▶ [Task objective]:
Quote, word for word, every line starting at the line that contains "Look at the photograph above. For each instance of the railing" and ending with the last line of the records; include both of these lines and no others.

═══ Material for the task

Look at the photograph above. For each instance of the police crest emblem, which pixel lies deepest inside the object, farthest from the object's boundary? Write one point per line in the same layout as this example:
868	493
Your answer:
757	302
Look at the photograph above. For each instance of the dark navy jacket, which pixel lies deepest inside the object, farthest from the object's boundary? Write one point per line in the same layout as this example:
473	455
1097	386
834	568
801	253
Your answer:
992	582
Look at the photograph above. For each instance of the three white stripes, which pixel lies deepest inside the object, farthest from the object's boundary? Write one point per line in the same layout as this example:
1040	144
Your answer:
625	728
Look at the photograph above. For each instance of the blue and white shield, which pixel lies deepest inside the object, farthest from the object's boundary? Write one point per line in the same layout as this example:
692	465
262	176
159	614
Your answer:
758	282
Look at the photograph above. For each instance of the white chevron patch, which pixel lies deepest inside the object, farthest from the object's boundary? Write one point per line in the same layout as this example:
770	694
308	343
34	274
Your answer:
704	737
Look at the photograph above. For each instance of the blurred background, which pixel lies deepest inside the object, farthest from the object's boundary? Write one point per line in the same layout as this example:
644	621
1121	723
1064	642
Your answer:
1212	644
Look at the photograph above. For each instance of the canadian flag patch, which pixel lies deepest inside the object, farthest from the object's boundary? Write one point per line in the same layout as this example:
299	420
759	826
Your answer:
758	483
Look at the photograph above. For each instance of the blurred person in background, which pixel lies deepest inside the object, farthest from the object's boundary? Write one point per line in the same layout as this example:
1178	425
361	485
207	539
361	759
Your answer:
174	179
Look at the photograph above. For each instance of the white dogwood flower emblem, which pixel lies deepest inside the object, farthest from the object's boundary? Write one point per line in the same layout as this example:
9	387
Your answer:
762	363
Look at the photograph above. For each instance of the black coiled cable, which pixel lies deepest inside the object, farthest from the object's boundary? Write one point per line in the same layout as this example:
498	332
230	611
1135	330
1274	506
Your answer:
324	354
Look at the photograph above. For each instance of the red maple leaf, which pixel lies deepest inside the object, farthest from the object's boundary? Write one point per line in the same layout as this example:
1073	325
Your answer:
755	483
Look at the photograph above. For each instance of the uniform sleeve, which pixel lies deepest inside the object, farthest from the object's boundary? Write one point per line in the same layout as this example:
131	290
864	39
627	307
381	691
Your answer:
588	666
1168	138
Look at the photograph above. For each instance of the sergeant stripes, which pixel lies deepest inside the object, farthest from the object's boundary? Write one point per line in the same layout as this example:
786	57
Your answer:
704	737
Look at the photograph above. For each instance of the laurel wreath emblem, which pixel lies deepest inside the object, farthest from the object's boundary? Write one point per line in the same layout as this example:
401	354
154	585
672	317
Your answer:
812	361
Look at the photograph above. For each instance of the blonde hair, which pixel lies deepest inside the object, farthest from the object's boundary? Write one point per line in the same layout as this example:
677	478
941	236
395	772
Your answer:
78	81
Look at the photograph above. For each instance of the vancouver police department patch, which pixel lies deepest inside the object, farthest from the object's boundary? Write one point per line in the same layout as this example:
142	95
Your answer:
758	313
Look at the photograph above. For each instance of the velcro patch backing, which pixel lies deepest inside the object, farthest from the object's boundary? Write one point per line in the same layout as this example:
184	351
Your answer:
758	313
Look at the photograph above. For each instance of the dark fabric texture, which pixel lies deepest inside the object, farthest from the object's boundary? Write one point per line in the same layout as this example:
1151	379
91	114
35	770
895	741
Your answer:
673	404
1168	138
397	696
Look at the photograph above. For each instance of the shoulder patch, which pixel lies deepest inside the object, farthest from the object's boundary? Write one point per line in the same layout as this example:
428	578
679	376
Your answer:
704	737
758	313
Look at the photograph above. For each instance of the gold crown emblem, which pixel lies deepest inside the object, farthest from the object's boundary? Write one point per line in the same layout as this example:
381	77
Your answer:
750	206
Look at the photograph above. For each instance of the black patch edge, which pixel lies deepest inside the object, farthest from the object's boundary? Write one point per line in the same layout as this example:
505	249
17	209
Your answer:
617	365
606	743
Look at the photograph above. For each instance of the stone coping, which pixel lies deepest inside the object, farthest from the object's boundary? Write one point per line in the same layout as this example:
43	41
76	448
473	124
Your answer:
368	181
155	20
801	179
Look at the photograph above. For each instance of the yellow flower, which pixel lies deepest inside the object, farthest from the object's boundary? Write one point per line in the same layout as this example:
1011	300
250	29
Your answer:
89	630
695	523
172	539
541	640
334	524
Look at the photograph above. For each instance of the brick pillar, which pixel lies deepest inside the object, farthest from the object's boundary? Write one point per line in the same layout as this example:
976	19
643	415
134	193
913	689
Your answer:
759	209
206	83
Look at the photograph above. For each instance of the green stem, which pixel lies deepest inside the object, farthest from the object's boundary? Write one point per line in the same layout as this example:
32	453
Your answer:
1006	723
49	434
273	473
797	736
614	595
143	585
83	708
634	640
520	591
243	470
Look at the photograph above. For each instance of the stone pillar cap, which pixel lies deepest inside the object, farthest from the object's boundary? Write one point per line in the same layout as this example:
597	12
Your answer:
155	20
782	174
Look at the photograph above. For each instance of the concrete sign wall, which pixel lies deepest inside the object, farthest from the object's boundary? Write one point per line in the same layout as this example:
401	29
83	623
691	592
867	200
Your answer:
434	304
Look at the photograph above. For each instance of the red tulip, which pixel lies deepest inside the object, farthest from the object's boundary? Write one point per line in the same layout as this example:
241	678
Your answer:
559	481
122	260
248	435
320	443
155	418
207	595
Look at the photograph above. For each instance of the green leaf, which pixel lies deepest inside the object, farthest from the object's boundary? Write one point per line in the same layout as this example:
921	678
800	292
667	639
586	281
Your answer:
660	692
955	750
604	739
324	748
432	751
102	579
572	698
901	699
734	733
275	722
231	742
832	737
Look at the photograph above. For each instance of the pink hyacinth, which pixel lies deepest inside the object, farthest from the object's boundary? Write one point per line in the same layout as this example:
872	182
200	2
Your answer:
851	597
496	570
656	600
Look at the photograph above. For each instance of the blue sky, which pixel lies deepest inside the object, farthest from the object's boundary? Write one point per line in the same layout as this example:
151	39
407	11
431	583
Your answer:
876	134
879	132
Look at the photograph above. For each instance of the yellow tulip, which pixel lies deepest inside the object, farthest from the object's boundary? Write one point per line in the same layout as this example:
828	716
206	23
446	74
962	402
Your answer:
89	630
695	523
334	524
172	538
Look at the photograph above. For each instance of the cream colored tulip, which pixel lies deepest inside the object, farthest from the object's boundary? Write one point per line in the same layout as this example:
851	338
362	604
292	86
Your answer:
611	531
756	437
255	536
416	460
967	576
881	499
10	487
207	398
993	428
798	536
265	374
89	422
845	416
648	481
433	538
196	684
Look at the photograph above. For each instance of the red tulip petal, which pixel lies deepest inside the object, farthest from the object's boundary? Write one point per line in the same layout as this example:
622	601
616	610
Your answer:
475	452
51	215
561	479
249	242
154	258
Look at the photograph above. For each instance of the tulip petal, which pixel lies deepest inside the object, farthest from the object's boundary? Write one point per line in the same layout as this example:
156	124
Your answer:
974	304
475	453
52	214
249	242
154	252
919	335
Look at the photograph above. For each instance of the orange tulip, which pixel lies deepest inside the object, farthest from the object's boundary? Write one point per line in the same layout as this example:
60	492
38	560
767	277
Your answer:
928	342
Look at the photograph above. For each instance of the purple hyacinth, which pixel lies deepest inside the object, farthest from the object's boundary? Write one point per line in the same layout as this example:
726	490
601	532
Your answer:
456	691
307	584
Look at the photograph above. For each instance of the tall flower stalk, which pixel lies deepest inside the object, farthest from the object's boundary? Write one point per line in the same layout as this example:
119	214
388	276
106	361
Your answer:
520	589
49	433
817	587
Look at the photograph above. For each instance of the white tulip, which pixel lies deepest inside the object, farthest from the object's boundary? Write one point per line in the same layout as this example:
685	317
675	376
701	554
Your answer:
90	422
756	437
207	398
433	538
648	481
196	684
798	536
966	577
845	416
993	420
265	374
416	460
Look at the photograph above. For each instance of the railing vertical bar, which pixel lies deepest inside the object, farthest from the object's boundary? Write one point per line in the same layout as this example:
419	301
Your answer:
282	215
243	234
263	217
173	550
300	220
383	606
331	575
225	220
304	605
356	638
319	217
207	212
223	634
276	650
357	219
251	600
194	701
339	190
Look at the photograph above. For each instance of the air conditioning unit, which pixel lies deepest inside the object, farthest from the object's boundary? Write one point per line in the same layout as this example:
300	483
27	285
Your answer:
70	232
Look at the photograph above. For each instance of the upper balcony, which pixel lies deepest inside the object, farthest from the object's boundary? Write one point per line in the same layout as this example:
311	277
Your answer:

══════

▶ [Answer]:
Look at the photograph above. For each instance of the railing vertical bar, which pixel lies deepest inside the object, farthest from the object's boundary? Write one point per line in the same layout as this example:
419	301
Your answer:
282	215
243	234
263	217
173	550
300	220
383	606
331	575
225	220
304	605
356	638
319	217
207	212
223	634
276	650
357	219
251	600
194	701
339	190
Look at the photograph above. For each instance of the air conditioning unit, which pixel lies deepest inside the object, farthest from the object's boundary? Write one point per line in the same layout as this example:
300	483
27	285
Your answer:
70	232
Look at the photograph above. For each instance of the upper balcony, which pixel lies deepest inside the object, farthest from the object's boundary? Write one point per line in the same layout as this example:
311	277
Your answer:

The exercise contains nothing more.